FRAGMENTO SELECCIONADO -
□ □ □ □ □ □ □
Sin entrar en detalle,
sabemos que el Pélida rumia su ira en las carpas cerca de las cóncavas naves.
Es el último año de la guerra, aún incierta, y Aquiles se niega a pelear,
enojado porque el rey de reyes, uno de los Atridas que comandan la expedición,
Agamenón, le ha arrebatado a Briseida, hermosa mujer botín de guerra. La
sevicia, lujuria, deseo irrefrenable que el rey de Micenas siente, pone en
riesgo toda la expedición griega, que llenó el Ponto de naves flotantes hasta
el infinito, con el fin de rescatar a Helena, víctima y actriz auspiciante de
esta tragedia mito-histórica que relata la eterna disputa entre Oriente y Occidente,
que se remite al rapto de Europa, repite con Helena, y la revancha del este, se
vuelve a plasmar con Alejandro el Grande, reaviva con Atila en el río Tisza, en
la puzsta húngara, en un ir y venir que incluso abrigarían los tanques de
Guderian en carrera por la estepa y el retorno de Zhukov y su llamado a que no olvidasen
los soldados rusos el por qué estaban allí, a puertas de Germania. Siglos de
conflicto, en apariencia nacidos de un mito, para intentar explicar lo que la
antigüedad hacía inexplicable, y miles de páginas que lo rememoran con viñetas
de heroísmo, dolor, amor, sexo y violencia, desde Heródoto que es historia pero
también literatura, hasta Amin Maalouf y su tétrica descripción del desastre de
las cruzadas; de uno y otro lado del Bósforo, del mar Negro, cualquier frontera
imaginativa que ha ido moviéndose de acuerdo a los acontecimientos.
□ □ □ □ □ □ □
EJERCICIO PROPUESTO A - Enumera todas las masas de agua que se nombran en el fragmento sobre la ira de Aquiles.
EJERCICIO PROPUESTO B - Prolonga el fragmento sobre la ira de Aquiles a partir de su última oración.

DATOS -
□ □ □ □ □ □ □
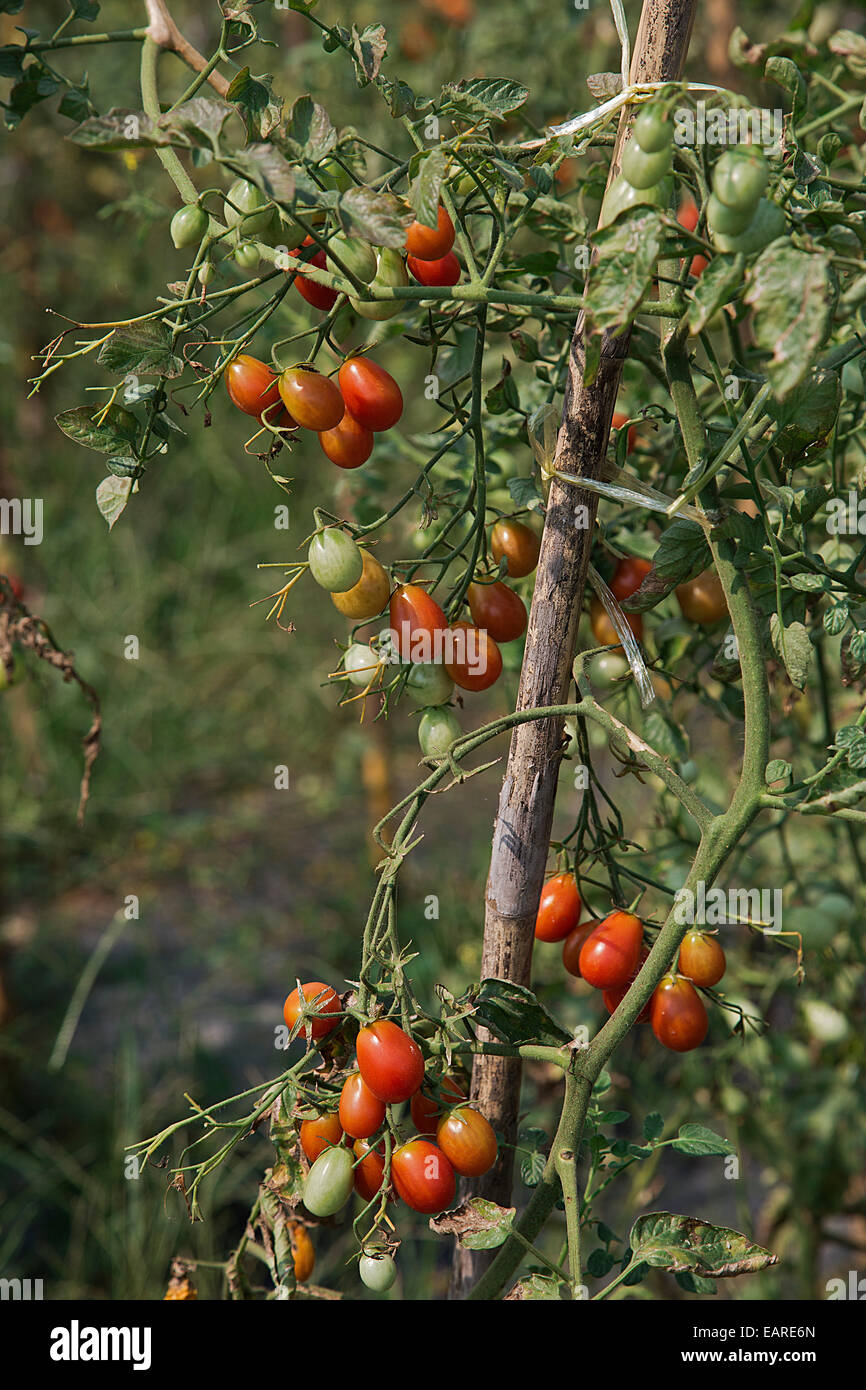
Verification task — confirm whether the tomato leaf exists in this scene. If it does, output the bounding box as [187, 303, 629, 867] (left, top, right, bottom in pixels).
□ □ □ □ □ □ □
RESPUESTA ESCRITA A - El Ponto, el río Tisza, el Bósforo y el mar Negro.

RESPUESTA ESCRITA B -
Pero el sitio de
Troya en voz de Homero no es solamente entrechocar de armas, como no lo es Noruega
en Borges, hablando de las Eddas
nórdicas, en prosa o verso. La Ilíada
es también un delicioso pasaje etnográfico, inmortalidad para decenas de
pueblos que sin él no hubiésemos escuchado existieron. La notable locura de
Schliemann fue creer al vate y seguir sus huellas en tierra a través de las
páginas, convirtiendo el mito en realidad, así no estuviese cierto, o no en su
totalidad. Desenterrar los restos de Troya no fue solo un remover de piedras y
garantizar autenticidades. Su legado humano se refiere al drama de las
ambiciones, miedos y deseos de los hombres, de la caverna a los palacios
teucros, a la torva faz de Agamenón, que resultó no ser Agamenón, en máscara de
oro en Micenas, pero que daba asidero a lo que contara Homero, que hubo una
hermosa Helena, y que por ella se mataron los hombres; de la angustia del rubio
Menelao, esposo y rey de Esparta, que en el campo argivo acumularía pesadillas
pensando en el sexo que el hermoso Paris tenía con la cautiva dentro de los
inexpugnables muros.
Aquiles
¿enamorado?, y dolido, dispensa un tiempo extra a los troyanos. Gracias a argucias
de los gobernantes, bien pronto toma de nuevo las armas para sentenciar el fin.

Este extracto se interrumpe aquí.